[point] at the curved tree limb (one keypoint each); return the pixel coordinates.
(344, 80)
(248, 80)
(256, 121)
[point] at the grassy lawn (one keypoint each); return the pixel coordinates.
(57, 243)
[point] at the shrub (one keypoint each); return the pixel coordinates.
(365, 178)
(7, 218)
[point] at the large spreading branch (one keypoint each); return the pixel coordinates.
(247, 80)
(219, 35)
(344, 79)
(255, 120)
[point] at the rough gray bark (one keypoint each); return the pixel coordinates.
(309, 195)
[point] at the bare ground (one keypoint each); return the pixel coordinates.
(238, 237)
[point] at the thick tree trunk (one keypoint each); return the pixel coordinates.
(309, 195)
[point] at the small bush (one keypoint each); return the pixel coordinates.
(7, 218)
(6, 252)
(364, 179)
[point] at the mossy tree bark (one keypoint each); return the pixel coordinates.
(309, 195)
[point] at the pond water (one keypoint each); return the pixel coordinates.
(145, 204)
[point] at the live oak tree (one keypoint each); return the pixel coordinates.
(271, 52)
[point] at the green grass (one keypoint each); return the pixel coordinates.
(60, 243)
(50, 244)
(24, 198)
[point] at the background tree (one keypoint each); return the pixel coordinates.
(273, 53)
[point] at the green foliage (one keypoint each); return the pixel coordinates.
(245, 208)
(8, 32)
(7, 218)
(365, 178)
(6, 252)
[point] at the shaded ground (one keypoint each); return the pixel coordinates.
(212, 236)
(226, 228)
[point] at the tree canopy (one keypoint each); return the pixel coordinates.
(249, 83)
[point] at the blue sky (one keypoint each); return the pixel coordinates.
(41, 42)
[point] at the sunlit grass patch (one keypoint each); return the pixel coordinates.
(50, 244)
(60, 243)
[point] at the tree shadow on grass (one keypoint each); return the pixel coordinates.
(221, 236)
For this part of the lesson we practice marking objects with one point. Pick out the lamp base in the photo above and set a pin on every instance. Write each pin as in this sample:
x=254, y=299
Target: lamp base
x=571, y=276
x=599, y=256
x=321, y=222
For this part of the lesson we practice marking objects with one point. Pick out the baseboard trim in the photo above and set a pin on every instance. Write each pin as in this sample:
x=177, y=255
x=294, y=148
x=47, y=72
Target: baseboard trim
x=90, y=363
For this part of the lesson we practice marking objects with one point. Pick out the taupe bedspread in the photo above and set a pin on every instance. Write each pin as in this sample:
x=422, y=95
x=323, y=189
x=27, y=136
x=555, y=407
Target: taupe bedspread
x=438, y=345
######
• [EXERCISE DESCRIPTION]: From the line holding "Target: lamp base" down to the final line above, quote every line exactly and only those lines.

• [TASK SOLUTION]:
Target: lamp base
x=571, y=276
x=599, y=256
x=321, y=222
For this part of the lesson we practice marking objects with one point. Pick out the baseboard trim in the photo above and set a pin on every instance. Write each pin as in this sample:
x=177, y=255
x=294, y=148
x=47, y=72
Target: baseboard trim
x=90, y=363
For this part of the lesson we practice marking objects with one point. Pick out the taupe bedspread in the photo above and set a pin on every instance. Write each pin as in this sample:
x=422, y=95
x=323, y=189
x=27, y=136
x=555, y=407
Target: taupe bedspread
x=438, y=345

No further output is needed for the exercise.